Trecho selecionado -

/---

Com isso, a imaginação tem um papel diferenciado; a cegueira possibilita à pessoa "ver" com os olhos dos outros e com todo o corpo, levando-a a usar os demais sentidos, juntamente com as descrições verbais, a imaginação, a memória, os afetos e pensamentos para construir imagens intrapsicológicas (Sacks, 2010). Ou seja, o significado de ver para a pessoa cega, especialmente a congênita, é pautado por relações interfuncionais distintas daquelas presentes na pessoa que enxerga, onde a propriocepção, a memória cinestésica e a percepção háptica têm outros papéis nos processos psicológicos superiores, como o pensamento, a memória verbal, a linguagem e a imaginação (Nuernberg, 2008). Importante enfatizar, contudo, que não apenas os cegos veem com todo corpo, mas também aqueles que enxergam: tanto o ver como o não ver são socialmente constituídos. Assim, independentemente da visão, constituímos modos de (vi)ver o mundo pelos olhos dos outros.
Método
Com base nos pressupostos apontados, desenvolvemos uma oficina estética com crianças com deficiência visual como modo de possibilitar a (re)invenção do olhar, tanto para os sujeitos com quem pesquisamos e para os próprios pesquisadores como também para todos os demais envolvidos no processo e nos produtos do pesquisar. Faz-se necessário esclarecer que este texto foi elaborado com base nos resultados obtidos na oficina citada, realizada em uma pesquisa aprovada pelo Comitê de Ética em Pesquisa com Seres Humanos da Universidade em que foi realizada.
Neste estudo, foram adotados os princípios metodológicos apontados por Vigotski, tais como compreender o processo em vez do produto, buscando o movimento histórico-cultural do fenômeno estudado; e investigar os sentidos produzidos, compartilhados e transformados nas relações sociais (Zanella, Reis, Titon, Urnau & Dassoler, 2007). Considerar a pesquisa como produção histórica e social implica em compreendê-la numa perspectiva ética de viver, concebendo o pesquisar como um acontecimento comprometido com outros acontecimentos, valores e conhecimentos socialmente constituídos. Além de ético, o pesquisar é estético, pois se pauta em aspectos sensíveis da realidade, afirma o ser humano enquanto humanidade. Com isso, a pesquisa é também política, engajada numa perspectiva de vida que se quer (re)produzir em resistência às forças hegemônicas, na luta pela garantia da diversidade humana (Sais & Zanella, 2008).
Nesse ínterim, compreendemos que pesquisar em Psicologia é "pesquisarCOM", um modo de intervir e produzir realidades outras (Souza & Castro, 2008; Moraes, 2010; Moraes & Kastrup, 2010). Na pesquisa-intervenção, o pesquisador, os sujeitos participantes e o acontecimento do pesquisar se constituem mutuamente (Costa & Coimbra, 2008; Souza, 2006). Conceber o pesquisar como acontecimento no encontro com pessoas é compreendê-lo como processo dialógico, em constante movimento. Esse pesquisar acontecimento é também intervenção, pois contribui para a ressignificação dos modos como (vi) vemos o mundo e possibilita a criação de sentidos outros, sendo essa condição inventiva, o que nos permite caracterizá-la como in(ter)venção (Axt & Kreutz, 2003).

\---

Registros extraídos -

/---

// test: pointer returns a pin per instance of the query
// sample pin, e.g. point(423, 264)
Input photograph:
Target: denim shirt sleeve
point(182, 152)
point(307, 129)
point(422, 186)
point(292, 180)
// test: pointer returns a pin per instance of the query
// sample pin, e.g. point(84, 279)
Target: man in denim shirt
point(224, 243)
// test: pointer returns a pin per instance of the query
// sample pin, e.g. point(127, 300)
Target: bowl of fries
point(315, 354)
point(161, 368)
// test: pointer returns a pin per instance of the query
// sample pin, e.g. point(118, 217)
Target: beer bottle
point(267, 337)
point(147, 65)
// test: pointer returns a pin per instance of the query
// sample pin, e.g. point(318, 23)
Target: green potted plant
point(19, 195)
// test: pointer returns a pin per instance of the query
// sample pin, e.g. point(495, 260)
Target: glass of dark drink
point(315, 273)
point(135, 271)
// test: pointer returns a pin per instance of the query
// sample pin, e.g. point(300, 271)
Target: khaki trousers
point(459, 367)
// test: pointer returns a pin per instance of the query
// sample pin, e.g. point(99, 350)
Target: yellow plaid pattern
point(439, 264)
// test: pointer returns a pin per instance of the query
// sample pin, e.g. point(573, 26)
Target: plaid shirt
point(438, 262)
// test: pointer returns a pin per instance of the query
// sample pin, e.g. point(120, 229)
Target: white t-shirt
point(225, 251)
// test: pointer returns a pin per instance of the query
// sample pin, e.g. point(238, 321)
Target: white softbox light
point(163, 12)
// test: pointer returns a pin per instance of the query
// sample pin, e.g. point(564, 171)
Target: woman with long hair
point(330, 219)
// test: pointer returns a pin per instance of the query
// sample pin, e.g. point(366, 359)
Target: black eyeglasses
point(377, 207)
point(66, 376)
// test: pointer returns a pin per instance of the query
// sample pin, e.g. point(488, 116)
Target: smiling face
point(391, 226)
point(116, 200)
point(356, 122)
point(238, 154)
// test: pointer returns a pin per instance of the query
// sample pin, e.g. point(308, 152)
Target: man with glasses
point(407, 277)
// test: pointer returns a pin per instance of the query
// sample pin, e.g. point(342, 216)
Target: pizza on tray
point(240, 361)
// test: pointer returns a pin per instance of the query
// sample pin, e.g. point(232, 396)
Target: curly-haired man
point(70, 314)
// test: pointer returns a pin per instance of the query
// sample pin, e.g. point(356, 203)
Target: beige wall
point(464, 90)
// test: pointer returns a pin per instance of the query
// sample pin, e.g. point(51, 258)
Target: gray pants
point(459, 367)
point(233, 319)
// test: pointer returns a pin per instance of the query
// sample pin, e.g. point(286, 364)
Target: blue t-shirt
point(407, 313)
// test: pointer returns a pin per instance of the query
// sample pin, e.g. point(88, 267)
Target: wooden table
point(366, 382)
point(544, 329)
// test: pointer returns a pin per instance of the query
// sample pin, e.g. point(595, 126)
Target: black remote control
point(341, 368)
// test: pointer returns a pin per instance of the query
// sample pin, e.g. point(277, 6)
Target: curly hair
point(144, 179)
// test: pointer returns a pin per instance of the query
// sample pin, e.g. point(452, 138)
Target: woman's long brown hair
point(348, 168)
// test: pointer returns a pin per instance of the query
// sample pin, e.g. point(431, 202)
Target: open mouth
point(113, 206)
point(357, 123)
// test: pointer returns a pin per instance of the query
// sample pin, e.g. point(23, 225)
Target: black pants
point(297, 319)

\---

A tarefa -
Diga se cada afirmação abaixo concorda com o trecho sobre cegueira e pesquisa. Responda sim ou não e cite literalmente as palavras decisivas do trecho.
1. Segundo o trecho, apenas os cegos veem com todo o corpo.
2. A oficina estética foi desenvolvida com crianças com deficiência visual.
3. O trecho afirma que o pesquisar é ético, mas não estético.

Resposta completa -
1. Não: "não apenas os cegos veem com todo corpo, mas também aqueles que enxergam"
2. Sim: "desenvolvemos uma oficina estética com crianças com deficiência visual"
3. Não: "Além de ético, o pesquisar é estético"